### [What is being asked]
Search the listing below for the string "glass" and copy every line where it occurs.

### [Dataset records]
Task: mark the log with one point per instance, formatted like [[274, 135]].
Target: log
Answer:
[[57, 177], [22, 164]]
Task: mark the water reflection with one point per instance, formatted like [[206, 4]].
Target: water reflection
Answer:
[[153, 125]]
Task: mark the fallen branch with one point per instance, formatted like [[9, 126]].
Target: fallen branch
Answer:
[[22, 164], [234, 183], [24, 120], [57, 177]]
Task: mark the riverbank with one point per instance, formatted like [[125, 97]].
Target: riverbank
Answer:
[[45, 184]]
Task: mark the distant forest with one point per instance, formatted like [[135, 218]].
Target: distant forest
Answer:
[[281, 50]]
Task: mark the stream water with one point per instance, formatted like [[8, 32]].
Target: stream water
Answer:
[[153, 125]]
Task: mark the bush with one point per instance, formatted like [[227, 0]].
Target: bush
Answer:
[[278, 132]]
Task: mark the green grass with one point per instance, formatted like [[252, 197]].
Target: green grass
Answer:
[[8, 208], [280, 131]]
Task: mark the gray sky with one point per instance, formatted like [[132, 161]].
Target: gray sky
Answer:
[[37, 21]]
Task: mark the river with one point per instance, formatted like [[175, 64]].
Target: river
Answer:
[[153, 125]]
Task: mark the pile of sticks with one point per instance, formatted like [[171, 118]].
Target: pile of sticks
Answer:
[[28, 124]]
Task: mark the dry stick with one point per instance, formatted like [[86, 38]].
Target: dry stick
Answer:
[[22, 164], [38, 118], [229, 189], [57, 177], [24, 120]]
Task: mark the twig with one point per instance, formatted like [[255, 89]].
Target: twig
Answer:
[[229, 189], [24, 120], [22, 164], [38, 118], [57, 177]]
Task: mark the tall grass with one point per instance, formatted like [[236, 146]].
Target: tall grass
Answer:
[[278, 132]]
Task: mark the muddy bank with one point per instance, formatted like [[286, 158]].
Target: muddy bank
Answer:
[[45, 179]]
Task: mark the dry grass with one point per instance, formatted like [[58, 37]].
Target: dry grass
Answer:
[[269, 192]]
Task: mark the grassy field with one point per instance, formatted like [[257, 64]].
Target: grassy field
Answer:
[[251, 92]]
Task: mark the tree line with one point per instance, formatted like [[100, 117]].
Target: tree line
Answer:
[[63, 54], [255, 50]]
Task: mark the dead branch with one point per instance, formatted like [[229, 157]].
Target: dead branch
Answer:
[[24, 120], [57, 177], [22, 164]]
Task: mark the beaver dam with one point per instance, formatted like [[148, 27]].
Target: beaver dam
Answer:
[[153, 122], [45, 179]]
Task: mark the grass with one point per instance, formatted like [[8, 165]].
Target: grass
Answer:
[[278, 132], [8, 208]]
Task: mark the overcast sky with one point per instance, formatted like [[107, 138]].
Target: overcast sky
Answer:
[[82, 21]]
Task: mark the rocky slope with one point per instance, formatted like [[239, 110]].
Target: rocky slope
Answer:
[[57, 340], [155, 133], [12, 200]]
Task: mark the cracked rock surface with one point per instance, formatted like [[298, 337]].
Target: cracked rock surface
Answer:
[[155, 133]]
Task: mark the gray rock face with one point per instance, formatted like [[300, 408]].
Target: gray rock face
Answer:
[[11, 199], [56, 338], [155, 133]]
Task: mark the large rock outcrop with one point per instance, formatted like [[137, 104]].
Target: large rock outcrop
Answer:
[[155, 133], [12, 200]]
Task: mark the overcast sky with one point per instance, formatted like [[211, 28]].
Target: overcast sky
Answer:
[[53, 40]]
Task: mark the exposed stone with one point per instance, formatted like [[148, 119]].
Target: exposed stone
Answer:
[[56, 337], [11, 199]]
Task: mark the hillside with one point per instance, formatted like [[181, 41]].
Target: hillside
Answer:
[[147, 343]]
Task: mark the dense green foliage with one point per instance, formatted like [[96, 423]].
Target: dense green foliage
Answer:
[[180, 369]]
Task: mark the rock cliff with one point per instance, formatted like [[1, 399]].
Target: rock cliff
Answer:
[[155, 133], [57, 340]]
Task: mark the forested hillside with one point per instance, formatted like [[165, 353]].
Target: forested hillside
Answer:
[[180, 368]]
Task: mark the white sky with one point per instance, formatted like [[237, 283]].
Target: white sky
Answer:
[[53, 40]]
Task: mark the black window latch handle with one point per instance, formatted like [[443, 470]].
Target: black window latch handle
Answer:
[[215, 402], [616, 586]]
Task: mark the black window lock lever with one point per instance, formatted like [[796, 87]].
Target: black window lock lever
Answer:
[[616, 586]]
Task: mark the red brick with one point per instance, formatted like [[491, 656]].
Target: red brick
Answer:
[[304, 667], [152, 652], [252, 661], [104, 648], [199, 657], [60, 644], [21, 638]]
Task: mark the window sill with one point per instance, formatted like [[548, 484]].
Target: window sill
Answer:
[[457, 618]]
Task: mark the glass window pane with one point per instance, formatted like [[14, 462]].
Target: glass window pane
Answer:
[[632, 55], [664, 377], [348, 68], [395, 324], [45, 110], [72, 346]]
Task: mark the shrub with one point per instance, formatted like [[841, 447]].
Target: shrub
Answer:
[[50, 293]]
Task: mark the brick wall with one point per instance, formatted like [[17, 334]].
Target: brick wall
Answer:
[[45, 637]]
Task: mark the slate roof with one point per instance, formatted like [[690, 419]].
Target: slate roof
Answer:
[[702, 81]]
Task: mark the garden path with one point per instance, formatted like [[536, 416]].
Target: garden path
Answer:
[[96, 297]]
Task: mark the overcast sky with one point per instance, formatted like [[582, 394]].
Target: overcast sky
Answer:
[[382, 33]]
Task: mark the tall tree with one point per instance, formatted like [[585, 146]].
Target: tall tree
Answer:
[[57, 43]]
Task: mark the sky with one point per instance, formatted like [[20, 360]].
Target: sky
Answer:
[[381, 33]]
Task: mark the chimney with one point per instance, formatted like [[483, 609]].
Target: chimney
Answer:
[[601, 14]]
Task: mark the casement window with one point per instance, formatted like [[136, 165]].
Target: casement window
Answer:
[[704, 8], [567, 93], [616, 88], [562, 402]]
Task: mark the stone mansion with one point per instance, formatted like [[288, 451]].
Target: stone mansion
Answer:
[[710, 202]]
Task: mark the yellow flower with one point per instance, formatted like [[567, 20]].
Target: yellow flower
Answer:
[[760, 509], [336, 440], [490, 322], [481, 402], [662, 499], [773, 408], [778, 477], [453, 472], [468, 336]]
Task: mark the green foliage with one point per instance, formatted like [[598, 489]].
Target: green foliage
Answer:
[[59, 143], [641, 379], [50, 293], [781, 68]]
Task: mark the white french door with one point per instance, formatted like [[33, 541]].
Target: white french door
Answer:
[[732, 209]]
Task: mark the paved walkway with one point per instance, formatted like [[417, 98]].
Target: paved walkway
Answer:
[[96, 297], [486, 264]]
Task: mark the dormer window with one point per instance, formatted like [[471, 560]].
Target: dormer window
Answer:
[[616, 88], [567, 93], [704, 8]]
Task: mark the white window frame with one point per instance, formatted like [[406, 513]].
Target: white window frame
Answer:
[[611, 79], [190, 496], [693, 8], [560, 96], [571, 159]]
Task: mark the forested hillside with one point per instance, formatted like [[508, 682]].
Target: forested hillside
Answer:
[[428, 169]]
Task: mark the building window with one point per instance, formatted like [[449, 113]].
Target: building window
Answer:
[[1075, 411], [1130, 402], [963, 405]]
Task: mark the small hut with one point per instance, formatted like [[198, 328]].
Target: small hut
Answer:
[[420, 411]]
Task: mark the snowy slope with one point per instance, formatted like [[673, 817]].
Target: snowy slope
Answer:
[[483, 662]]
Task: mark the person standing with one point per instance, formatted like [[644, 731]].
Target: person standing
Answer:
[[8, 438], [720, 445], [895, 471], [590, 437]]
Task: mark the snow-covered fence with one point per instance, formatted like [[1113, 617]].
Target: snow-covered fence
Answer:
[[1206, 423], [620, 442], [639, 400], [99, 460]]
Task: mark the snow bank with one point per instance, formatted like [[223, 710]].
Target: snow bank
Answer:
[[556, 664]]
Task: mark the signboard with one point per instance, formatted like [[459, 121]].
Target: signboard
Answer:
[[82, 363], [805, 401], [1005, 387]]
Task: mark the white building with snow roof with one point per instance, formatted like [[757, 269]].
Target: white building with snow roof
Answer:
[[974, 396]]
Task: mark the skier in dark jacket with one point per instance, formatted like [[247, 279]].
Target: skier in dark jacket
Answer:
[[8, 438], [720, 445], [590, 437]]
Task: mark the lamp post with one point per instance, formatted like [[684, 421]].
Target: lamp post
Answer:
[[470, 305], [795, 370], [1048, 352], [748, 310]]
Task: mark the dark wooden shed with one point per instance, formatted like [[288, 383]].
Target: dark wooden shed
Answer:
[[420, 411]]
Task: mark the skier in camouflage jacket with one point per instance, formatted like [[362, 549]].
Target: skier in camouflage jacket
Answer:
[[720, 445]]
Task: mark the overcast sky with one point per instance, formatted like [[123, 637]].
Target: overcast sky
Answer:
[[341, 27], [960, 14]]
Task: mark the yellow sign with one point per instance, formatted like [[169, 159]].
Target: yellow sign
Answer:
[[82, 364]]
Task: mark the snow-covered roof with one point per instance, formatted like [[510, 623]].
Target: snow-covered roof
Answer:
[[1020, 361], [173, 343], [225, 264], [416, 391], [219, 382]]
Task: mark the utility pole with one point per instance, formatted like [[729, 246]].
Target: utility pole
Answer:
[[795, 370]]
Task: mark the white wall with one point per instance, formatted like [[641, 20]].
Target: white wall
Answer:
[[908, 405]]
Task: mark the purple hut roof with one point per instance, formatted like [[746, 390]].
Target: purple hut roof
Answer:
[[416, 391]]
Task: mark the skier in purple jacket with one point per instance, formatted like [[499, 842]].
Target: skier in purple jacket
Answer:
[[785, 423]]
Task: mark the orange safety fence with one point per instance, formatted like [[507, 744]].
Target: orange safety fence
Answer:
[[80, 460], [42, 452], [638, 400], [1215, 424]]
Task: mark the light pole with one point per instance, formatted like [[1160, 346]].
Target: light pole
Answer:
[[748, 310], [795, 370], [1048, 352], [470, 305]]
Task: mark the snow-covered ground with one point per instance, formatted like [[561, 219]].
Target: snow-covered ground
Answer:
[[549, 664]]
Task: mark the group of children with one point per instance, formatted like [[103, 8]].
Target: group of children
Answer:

### [Your solution]
Task: mark the glass window pane with one point per instance, formatted like [[14, 462]].
Target: glass window pane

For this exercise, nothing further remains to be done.